Friday, July 26, 2013

The GED is Easy: An Interview (Part 2)

Taking the Test


What was it like when you actually took the test?

Before going in to take the test I knew I was going to pass math, so I did slack a little bit on it.  I knew the reading.  I felt good with reading.  I felt good with everything besides the writing, the essay.  On the science and the history I had a little wondering, like those might be my rough ones right there.  It turned out very differently when I actually took the test.

When I went in for the test they gave us a quick rundown on the booklets and passed them out.  I started with the essay first, the writing essay.  That was the thing I was worried about the most.  Everybody got a different topic.  They happened to give me the topic about making a life change: “What life change could you make that would affect you in the long run and would affect you down the line in your life?”  If you didn’t have something to write about you could just make something up, but I picked cigarettes, and bam!  I just wrote a whole page essay. They wanted at least a page.  I gave them a good solid, first paragraph, where I brought together all the ideas about why it would be good to quit cigarettes.  Then I just gave three good detail paragraphs about how quitting cigarettes would affect my life: I would breathe better, smell better, and have more money in my pocket.  Three real quick things, bam!  I wrote about all those and then summed it up at the end.  It was a little bit more than a page long and I passed the thing with a 4 out of 5.  I barely even tried and thought, “Damn, that was easy.”  That surprised me because that was what I was worried about.

Supplied information
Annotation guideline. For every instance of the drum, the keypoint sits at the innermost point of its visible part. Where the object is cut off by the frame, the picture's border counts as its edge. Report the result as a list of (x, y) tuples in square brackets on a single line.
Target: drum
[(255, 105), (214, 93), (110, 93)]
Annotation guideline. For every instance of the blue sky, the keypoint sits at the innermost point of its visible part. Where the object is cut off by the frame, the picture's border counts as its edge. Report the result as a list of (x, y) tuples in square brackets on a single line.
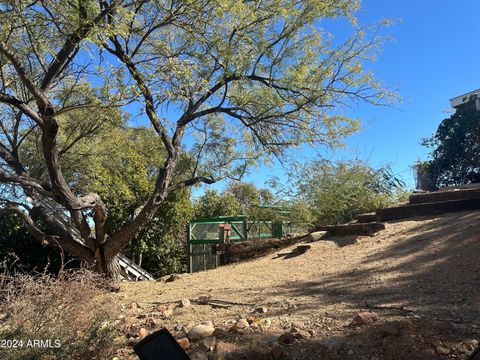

What to do
1. According to the GED interview, what score did the essay on quitting cigarettes receive?
2. Pick up the GED interview on taking the test and continue it from its final sentence.

Written responses
1. It received a 4 out of 5.

2.
Once I did that I had to do the reading section.  The reading was a breeze.  Everything that you read on the test answers the questions after the passage.  Every single answer is in there.  I got almost a 90% on the reading, because a couple of times I went real quick and didn’t really answer.  If you fail the reading then you probably can’t read that great.  [Laughs]  If you can read, then you should be able to do the reading.  There’s no doubt in my mind.

After I finished the reading test, I did the English grammar section and then was done for the first day.  The second day of the test was supposed to happen a week later, but something happened so the second test was delayed an extra week.   That time it was math, history, and science.  I did really well in science and history.  History was kind of a close call.  I had to guess on some answers.  Time was running out and it was either get it wrong, or read it as fast as I can and try to get it as close as I could.  

On the history and science tests I found that you don’t need to know every single thing about it.  In the test they help you.  They give you a little passage and then you look at it and the answers are there, pretty much.  The science was a little tough.  I did better with the science, actually, than with the history.  But as with the history, they gave you the information.  For example, they had a map of different turfs and then they have five questions about the different turfs.  It was like a graph almost.  It wasn’t just the kinds of turfs, they had time periods too.  It was weird.  They had questions about whether the turf was the same from these certain years.  I had never seen something like it before, but if you have any sense and you look at that graph, the answers are there.  You just have to do the littlest things to find it.  As for GED, I don’t know anybody that couldn’t pass.  I couldn’t imagine not being able to pass the GED.  A lot of the answers are right there for you.  You just have to use your mind to grasp the answers.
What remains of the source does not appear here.